[[ Provided data, beginning ]]

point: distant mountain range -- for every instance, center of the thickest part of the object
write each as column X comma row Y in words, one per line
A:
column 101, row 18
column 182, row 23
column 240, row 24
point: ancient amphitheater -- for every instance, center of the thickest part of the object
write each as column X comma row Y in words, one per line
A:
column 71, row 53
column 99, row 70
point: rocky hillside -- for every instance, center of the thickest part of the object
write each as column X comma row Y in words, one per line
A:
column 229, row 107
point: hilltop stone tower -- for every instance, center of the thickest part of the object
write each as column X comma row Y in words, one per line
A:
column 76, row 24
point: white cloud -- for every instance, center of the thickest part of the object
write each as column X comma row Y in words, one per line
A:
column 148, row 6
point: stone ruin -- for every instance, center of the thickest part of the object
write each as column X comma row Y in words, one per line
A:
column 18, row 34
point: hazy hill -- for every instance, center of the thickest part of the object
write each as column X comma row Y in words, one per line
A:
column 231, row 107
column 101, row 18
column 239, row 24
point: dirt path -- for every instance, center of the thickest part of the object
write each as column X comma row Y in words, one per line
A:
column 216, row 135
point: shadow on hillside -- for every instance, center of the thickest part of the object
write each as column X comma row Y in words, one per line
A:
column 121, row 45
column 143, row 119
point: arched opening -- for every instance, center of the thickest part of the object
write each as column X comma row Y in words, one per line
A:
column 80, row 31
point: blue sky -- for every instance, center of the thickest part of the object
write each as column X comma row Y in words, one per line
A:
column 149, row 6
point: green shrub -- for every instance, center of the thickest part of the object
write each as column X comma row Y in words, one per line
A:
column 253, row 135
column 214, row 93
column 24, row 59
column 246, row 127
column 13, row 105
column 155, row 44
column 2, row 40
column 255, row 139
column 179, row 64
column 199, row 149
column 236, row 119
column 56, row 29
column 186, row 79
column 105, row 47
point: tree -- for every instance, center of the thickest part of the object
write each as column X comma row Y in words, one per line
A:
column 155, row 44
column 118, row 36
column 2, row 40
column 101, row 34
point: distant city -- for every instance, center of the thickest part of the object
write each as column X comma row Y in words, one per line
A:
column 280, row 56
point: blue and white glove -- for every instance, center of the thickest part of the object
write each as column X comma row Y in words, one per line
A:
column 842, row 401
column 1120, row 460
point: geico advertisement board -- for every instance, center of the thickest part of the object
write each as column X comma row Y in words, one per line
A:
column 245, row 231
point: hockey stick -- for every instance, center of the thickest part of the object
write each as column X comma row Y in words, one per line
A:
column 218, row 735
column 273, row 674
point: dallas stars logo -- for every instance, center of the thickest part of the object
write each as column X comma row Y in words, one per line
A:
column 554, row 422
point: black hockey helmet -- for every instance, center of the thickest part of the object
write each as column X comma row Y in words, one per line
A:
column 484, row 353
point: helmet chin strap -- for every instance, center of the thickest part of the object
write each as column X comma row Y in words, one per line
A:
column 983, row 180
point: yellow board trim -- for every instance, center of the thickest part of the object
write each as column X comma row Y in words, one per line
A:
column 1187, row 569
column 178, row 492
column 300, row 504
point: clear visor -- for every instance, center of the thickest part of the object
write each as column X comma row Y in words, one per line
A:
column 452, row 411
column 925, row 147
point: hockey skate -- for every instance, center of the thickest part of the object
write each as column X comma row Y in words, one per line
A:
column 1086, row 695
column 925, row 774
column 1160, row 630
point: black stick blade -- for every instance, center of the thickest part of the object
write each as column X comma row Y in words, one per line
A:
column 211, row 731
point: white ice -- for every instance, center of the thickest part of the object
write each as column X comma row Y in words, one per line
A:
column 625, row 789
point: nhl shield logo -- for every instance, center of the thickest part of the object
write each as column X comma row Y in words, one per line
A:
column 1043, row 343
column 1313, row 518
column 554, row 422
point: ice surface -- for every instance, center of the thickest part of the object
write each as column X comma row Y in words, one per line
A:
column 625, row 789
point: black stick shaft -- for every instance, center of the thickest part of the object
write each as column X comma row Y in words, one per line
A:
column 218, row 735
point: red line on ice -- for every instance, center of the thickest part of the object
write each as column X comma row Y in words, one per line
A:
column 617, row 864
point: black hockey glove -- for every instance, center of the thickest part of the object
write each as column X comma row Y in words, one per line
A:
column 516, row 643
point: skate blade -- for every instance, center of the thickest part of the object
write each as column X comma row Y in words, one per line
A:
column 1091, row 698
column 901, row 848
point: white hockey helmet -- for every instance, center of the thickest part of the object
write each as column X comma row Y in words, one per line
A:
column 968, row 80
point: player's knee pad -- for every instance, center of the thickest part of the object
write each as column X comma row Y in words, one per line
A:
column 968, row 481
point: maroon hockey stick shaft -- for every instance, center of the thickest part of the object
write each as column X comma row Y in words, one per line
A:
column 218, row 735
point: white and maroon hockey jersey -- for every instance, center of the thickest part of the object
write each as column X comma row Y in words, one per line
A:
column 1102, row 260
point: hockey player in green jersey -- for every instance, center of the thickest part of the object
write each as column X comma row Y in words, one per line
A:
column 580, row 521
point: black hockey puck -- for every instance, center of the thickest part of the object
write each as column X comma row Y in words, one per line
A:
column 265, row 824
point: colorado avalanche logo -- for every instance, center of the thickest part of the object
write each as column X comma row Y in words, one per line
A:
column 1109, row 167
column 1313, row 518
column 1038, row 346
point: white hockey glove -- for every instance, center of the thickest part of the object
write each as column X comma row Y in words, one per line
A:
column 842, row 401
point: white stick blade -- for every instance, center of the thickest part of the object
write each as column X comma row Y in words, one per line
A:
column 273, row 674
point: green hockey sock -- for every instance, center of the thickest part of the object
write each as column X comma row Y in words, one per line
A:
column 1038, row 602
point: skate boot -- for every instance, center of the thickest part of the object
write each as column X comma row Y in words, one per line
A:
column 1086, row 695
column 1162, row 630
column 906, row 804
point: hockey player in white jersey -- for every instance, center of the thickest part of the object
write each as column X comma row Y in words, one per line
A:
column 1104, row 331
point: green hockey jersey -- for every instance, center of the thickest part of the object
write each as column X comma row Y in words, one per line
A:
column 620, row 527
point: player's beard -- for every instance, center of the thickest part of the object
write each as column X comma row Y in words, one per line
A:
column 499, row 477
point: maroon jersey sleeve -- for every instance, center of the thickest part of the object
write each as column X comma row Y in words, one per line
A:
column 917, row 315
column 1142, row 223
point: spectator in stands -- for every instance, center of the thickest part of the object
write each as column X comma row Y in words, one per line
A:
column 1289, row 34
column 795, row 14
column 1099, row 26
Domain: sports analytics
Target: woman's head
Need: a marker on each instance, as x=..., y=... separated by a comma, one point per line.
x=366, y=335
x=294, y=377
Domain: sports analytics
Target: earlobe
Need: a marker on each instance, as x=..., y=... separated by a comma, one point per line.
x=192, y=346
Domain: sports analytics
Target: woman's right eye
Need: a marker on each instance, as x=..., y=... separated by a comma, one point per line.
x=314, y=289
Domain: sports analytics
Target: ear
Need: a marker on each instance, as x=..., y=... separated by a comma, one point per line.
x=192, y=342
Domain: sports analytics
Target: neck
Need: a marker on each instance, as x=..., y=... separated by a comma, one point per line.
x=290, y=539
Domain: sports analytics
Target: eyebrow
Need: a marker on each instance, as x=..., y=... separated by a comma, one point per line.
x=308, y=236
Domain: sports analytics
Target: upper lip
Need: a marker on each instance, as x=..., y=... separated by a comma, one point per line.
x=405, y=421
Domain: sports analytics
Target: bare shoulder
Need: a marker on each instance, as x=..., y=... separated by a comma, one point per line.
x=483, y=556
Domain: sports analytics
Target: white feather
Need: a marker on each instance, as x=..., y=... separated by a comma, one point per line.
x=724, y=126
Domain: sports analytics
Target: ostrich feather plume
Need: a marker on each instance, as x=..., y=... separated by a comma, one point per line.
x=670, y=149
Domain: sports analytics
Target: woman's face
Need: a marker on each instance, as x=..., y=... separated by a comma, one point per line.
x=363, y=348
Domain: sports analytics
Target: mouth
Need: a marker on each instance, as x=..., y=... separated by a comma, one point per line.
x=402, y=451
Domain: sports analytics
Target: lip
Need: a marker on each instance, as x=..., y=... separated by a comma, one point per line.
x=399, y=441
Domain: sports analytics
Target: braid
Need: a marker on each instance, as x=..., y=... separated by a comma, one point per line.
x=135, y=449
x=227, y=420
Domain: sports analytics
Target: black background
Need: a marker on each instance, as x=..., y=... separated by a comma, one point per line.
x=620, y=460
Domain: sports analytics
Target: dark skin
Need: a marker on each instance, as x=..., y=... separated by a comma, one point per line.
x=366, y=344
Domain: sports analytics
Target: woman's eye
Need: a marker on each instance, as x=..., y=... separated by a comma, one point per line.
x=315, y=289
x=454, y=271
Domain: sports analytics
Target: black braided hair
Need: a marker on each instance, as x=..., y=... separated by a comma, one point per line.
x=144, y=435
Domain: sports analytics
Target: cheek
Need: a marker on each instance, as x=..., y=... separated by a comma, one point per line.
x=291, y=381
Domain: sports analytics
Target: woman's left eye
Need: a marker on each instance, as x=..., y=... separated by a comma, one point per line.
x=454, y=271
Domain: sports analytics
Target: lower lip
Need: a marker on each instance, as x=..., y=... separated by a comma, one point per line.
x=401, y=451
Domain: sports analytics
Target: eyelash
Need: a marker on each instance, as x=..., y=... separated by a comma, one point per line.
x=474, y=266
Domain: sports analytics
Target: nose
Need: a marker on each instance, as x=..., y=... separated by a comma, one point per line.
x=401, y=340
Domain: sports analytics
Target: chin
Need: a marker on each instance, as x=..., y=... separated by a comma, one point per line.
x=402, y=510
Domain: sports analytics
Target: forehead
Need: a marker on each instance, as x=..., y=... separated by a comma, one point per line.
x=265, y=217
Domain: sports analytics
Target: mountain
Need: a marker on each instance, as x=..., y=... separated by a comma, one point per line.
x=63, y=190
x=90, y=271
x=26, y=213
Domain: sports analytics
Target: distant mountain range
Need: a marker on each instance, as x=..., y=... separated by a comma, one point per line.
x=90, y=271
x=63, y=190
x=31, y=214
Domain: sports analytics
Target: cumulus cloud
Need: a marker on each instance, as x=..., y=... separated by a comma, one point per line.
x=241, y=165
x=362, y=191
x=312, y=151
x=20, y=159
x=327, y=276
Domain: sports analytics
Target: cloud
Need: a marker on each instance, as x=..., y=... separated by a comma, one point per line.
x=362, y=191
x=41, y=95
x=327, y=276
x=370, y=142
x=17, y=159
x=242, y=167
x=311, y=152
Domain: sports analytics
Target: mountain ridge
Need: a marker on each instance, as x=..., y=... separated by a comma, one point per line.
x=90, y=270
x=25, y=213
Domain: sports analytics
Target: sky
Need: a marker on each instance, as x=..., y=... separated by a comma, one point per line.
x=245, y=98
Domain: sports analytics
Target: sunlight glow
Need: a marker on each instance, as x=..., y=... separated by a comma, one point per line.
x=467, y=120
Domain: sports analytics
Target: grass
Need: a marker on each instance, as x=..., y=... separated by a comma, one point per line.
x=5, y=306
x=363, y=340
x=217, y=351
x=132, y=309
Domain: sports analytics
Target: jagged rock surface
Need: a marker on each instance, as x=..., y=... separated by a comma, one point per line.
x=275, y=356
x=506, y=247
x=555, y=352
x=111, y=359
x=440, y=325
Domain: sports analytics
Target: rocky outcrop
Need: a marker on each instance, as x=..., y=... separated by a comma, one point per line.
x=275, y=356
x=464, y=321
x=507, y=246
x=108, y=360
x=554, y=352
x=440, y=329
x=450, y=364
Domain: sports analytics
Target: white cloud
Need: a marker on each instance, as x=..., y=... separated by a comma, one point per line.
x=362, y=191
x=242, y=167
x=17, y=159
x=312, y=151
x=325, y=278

[[ Provided data, end ]]

▶ _Aim of the exercise_: Copy out each line of the data that holds the string "glove".

▶ _Answer section_:
point: blue and white glove -- for every instance, center of the thickest part of the object
point: black hockey glove -- for every instance, center of the thickest part of the object
point: white hockey glove -- for every instance, center of the thickest part of the object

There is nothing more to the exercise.